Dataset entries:
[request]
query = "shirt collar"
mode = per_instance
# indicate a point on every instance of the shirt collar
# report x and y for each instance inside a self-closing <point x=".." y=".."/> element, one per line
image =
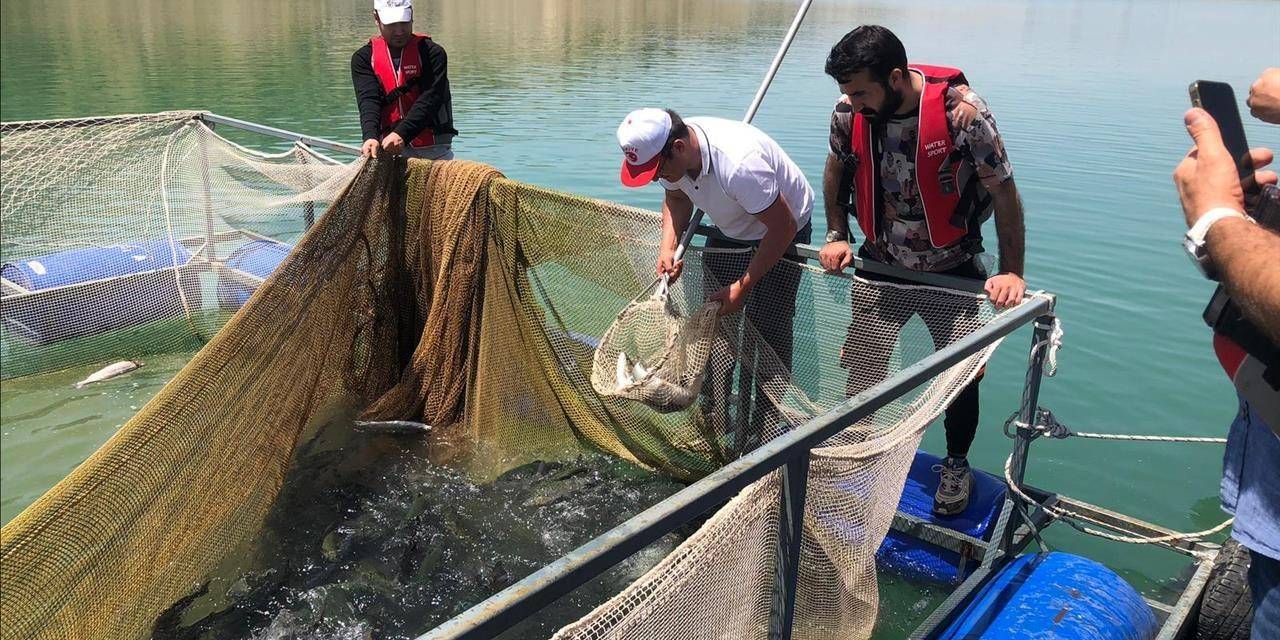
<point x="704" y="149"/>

* * *

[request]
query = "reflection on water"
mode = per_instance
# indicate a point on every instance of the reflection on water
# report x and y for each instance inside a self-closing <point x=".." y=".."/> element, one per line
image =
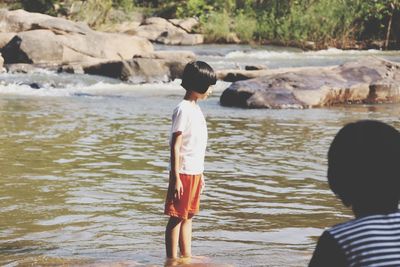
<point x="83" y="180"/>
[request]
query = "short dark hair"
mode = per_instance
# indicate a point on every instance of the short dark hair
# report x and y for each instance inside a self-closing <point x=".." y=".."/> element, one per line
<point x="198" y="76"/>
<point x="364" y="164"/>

= EXERCISE =
Read through the lines above and collect those that contain the string "shirt".

= RESULT FOR THIS EXERCISE =
query = "shirt collar"
# indicate a point on every instance of the shirt collar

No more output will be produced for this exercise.